### Your task
Reproduce verbatim only the lines from the one containing "Exercise. Point to the man's shoe" through the last line below, both included.
§ §
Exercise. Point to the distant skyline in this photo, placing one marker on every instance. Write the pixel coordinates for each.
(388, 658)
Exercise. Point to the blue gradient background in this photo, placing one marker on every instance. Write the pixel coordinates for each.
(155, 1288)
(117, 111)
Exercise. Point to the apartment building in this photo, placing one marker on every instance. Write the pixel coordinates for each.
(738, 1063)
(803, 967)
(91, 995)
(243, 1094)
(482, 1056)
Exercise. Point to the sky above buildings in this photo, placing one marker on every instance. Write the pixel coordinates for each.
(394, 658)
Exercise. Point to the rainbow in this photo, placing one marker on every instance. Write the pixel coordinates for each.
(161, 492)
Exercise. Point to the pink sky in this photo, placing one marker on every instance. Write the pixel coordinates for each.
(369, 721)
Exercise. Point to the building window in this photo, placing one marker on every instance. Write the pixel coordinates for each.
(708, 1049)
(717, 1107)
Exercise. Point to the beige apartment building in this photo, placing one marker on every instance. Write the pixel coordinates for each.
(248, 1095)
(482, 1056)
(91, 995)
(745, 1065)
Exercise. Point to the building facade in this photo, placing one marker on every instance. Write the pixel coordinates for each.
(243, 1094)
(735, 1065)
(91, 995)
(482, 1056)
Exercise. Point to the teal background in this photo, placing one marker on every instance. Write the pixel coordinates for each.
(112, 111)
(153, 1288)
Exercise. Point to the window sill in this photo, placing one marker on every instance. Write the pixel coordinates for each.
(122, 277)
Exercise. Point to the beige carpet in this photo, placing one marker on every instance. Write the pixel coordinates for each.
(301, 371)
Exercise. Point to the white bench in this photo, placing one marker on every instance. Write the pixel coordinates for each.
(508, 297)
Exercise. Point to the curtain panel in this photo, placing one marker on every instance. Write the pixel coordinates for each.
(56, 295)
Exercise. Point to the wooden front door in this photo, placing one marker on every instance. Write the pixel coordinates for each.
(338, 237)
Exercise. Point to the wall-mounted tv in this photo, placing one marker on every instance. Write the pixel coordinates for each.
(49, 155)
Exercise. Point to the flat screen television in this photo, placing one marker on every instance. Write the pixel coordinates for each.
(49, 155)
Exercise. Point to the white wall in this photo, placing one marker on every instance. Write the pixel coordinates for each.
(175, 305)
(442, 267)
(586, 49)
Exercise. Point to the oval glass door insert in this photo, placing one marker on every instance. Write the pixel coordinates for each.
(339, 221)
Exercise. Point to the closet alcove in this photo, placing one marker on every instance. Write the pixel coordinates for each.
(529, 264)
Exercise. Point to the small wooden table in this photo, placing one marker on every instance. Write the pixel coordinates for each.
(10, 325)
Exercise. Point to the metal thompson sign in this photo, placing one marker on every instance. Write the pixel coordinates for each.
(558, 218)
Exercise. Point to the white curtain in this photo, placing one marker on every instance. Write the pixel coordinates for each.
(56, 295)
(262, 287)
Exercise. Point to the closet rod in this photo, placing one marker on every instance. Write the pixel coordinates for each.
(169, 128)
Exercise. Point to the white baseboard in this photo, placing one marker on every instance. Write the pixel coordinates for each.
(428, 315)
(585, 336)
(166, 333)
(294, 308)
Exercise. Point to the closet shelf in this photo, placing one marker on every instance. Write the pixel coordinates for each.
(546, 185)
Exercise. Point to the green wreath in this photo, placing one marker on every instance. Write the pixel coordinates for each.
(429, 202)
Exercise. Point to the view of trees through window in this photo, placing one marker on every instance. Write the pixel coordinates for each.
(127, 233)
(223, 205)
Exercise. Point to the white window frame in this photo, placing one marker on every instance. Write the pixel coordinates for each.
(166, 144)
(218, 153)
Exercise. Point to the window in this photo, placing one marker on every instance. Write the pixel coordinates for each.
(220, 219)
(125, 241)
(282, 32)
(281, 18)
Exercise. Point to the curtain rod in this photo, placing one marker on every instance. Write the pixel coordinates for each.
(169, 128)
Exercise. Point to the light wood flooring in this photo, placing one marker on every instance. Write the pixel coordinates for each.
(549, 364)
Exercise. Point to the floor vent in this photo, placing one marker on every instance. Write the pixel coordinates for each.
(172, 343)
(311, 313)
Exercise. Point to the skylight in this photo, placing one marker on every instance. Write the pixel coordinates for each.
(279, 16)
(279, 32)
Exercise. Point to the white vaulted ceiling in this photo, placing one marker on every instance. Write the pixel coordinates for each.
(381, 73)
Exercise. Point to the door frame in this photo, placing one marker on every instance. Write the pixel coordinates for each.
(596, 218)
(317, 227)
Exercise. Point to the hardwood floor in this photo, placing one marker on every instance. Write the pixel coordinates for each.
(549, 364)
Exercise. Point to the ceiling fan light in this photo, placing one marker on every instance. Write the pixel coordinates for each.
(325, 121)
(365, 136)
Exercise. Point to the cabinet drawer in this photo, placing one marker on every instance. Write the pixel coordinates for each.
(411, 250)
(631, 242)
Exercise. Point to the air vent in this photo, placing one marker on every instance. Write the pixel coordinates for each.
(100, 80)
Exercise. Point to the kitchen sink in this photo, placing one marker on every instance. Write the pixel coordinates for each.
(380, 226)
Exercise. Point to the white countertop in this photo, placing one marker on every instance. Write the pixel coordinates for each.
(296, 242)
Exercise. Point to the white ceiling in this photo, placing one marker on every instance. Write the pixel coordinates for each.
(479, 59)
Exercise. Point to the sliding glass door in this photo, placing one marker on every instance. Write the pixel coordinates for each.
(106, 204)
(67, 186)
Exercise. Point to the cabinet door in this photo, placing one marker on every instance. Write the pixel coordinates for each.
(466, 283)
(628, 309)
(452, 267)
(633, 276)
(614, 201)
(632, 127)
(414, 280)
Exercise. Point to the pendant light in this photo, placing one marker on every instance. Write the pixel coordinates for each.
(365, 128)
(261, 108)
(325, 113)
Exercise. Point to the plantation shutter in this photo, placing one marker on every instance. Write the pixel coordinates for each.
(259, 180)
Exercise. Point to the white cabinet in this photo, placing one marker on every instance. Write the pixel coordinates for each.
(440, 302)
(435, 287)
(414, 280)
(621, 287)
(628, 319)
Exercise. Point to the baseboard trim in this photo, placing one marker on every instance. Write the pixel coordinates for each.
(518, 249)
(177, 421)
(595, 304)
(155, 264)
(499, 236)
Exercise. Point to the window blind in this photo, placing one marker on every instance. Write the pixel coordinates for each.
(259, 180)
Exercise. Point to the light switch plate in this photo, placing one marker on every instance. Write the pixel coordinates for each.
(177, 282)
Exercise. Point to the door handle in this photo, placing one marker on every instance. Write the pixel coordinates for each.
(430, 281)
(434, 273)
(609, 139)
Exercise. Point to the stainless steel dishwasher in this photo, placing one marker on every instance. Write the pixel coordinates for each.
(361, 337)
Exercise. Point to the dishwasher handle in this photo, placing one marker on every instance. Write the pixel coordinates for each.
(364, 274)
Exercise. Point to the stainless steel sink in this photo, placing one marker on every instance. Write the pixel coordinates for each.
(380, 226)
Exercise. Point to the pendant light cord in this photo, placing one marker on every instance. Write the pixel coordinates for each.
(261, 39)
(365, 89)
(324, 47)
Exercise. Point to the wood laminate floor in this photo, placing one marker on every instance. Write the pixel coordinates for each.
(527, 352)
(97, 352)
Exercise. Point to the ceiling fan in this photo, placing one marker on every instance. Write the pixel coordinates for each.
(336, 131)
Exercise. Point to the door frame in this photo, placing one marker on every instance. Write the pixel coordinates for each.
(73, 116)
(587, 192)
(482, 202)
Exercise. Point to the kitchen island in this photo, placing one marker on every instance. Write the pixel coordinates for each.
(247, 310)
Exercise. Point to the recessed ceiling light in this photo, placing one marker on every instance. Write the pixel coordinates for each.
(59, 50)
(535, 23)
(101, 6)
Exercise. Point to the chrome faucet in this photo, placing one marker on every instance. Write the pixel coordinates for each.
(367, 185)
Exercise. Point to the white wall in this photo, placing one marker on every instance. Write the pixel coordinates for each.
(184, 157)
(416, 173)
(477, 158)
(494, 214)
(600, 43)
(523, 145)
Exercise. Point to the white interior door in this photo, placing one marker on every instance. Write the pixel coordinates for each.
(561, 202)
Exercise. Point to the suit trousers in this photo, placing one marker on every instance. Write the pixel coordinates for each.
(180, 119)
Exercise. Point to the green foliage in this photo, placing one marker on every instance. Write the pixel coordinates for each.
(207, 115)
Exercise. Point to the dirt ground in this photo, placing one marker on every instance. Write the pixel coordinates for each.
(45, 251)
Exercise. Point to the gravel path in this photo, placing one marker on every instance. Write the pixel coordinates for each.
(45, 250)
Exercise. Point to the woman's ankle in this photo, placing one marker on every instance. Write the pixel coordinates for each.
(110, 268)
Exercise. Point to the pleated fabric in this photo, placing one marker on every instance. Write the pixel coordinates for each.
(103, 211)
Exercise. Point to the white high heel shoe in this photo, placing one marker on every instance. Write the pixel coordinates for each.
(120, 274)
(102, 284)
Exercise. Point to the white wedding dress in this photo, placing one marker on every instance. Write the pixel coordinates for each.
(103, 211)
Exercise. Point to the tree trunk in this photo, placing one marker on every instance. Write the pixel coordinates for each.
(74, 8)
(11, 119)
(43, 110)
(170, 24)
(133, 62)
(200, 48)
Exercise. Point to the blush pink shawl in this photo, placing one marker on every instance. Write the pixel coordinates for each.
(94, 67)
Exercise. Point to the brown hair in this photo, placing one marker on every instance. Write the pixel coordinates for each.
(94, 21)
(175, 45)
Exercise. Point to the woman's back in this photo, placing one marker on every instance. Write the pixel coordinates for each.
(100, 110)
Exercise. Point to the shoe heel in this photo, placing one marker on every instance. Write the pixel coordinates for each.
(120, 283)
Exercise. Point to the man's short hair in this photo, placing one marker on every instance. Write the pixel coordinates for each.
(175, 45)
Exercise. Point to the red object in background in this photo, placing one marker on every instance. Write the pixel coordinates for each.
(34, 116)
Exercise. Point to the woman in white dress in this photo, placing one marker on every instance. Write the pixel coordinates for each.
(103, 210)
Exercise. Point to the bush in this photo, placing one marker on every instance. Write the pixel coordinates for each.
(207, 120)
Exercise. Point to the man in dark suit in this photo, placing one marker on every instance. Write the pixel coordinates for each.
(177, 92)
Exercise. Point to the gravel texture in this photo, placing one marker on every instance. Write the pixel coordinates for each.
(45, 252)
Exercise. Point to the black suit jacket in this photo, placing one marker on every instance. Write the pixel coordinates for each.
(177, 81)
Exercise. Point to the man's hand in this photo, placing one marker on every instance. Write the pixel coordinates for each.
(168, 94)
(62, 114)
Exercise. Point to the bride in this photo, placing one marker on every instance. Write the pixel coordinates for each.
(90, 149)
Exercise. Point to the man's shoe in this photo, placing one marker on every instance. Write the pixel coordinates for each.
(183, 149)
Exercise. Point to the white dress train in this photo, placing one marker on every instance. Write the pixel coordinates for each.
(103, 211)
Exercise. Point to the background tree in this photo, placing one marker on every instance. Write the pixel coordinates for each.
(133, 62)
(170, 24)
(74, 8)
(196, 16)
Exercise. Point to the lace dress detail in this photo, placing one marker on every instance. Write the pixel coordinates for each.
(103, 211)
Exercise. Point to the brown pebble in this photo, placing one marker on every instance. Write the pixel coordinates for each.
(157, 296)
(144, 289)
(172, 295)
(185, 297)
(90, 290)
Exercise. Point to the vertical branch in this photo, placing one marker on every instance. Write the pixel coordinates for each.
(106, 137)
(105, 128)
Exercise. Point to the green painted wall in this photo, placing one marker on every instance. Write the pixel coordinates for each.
§ §
### Full answer
Exercise. Point to the man's shoe in this photo, placing one marker on every instance. Write the pixel coordinates for each.
(183, 149)
Exercise. Point to the white dress train in this photo, placing one marker on every instance. Write the pixel coordinates for each.
(103, 211)
Exercise. Point to the background tree in this photo, placing one marker on every instance. Write the pixel coordinates for each.
(133, 62)
(170, 24)
(74, 8)
(196, 16)
Exercise. Point to the lace dress detail in this photo, placing one marker on every instance. Write the pixel coordinates for each.
(103, 211)
Exercise. Point to the brown pebble in this photo, placing one marker on every instance. Write the pixel coordinates for each.
(157, 296)
(144, 289)
(172, 295)
(185, 297)
(90, 290)
Exercise. Point to the vertical branch in this photo, placing one marker on every instance. Write the pixel coordinates for each.
(106, 137)
(105, 128)
Exercise. Point to the green painted wall in this photo, placing one marker on every instance. Write the pixel coordinates for each.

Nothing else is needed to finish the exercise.